(SHORT EXERCISE 1):
Please list the words that the merger filing names as identifying forward-looking statements.

(TEXT BLOCK):
_____
Pursuant to Rule 425 of the Securities Act

of 1933, as amended, and deemed filed

pursuant to Rule 14d-2 and Rule 14a-12

under the Securities Exchange Act of

1934, as amended

Subject Company: CB Bancshares, Inc.

Commission File No. 0-12396

 

The following is a copy of materials used in presentations made to investors by CPB Inc. held on April 24, 2003 and posted on its web site (www.cpbi.com) on April 24, 2003.

 



 

Slide 1

 

CPB Inc.

 

[LOGO]          Merger with          [LOGO]

 

CB Bancshares, Inc.

 

Q1-2003 Update

 

April 24, 2003

 

[LOGO]

 



 

Slide 2

 

Forward-Looking Information

 

This document contains forward-looking statements within the meaning of the Private Securities Litigation Reform Act of 1995.  Such statements include, but are not limited to, (i) statements about the benefits of a merger between CPB Inc. (“CPB”) and CB Bancshares, Inc. (“CBBI”), including future financial and operating results, costs savings and accretion to reported and cash earnings that may be realized from such merger; (ii) statements with respect to CPB’s plans, objectives, expectations and intentions and other statements that are not historical facts; and (iii) other statements identified by words such as “believes”, “expects”, “anticipates”, “estimates”, “intends”, “plans”, “targets”, “projects” and other similar expressions.  These statements are based upon the current beliefs and expectations of CPB’s management and are subject to significant risks and uncertainties.  Actual results may differ from those set forth in the forward-looking statements.

 

The following factors, among others, could cause actual results to differ materially from the anticipated results or other expectations expressed in the forward-looking statements:  (1) the business of CPB and CBBI may not be integrated successfully or such integration may be more difficult, time-consuming or costly than expected; (2) expected revenue synergies and cost savings from the merger may not be fully realized or realized within the expected time frame; (3) revenues following the merger may be lower than expected; (4) deposit attrition, operating costs, customer loss and business disruption, including, without limitation, difficulties in maintaining relationships with employees, customers, clients or suppliers, may be greater than expected following the merger; (5) the regulatory approvals required for the merger may not be obtained on the proposed terms; (6) the failure of CPB’s and CBBI’s shareholders to approve the merger; (7) competitive pressures among depository and other financial institutions may increase significantly and may have an effect on pricing, spending, third-party relationships and revenues; (8) the strength of the United States economy in general and the strength of the Hawaiian economy may be different than expected, resulting in, among other things, a deterioration in credit quality or a reduced demand for credit, including the resultant effect on the combined company’s loan portfolio and allowance for loan losses; (9) changes in the U.S. legal and regulatory framework; and (10) adverse conditions in the stock market, the public debt market and other capital markets (including changes in interest rate conditions) and the impact of such conditions on the combined company’s activities.
_____
(SHORT EXERCISE 2):
In the listing, from its first line through the line containing "[[[358,152],[356,151],[348,151],[347,152],[348,157],[358,157]]]", replace "light switch plate" with "wall switch plate" and return those lines with nothing else altered. Leave the picture out of your answer.
_____
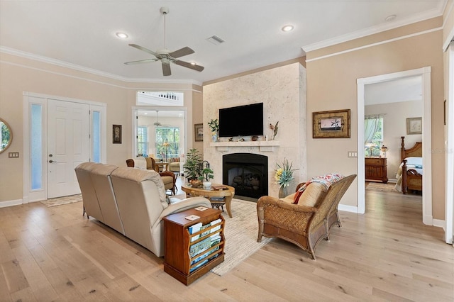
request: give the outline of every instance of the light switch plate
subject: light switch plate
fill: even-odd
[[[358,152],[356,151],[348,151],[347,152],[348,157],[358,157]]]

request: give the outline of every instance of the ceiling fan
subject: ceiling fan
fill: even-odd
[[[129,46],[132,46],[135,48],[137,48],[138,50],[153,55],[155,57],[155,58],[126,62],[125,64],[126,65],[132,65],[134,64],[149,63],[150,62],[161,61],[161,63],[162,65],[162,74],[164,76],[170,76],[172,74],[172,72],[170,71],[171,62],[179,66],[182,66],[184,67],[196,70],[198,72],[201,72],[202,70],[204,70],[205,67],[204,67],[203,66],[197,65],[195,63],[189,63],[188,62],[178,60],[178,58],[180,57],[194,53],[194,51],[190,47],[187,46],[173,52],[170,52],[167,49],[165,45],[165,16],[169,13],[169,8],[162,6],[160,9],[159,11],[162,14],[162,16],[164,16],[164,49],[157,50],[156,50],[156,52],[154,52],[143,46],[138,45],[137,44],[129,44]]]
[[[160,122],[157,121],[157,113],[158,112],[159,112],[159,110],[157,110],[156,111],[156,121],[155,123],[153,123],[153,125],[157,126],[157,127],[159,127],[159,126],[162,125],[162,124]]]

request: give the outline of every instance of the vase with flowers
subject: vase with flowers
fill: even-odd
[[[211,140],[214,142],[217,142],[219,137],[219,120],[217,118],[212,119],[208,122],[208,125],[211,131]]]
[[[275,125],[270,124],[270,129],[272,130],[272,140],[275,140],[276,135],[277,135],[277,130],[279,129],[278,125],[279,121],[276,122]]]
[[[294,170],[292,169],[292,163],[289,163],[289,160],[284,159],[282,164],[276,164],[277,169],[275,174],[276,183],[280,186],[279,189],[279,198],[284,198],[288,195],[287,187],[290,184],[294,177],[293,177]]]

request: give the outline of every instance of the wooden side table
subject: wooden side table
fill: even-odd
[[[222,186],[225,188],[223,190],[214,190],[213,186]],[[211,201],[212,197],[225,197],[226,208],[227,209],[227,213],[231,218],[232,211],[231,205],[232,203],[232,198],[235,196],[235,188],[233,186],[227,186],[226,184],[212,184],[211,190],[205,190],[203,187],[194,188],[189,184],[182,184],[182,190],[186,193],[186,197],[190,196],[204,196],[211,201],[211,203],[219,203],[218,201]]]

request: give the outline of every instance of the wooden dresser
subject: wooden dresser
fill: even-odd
_____
(EXERCISE ANSWER 1):
believes, expects, anticipates, estimates, intends, plans, targets, projects

(EXERCISE ANSWER 2):
request: give the outline of every instance of the wall switch plate
subject: wall switch plate
fill: even-odd
[[[358,152],[356,151],[348,151],[347,152],[348,157],[358,157]]]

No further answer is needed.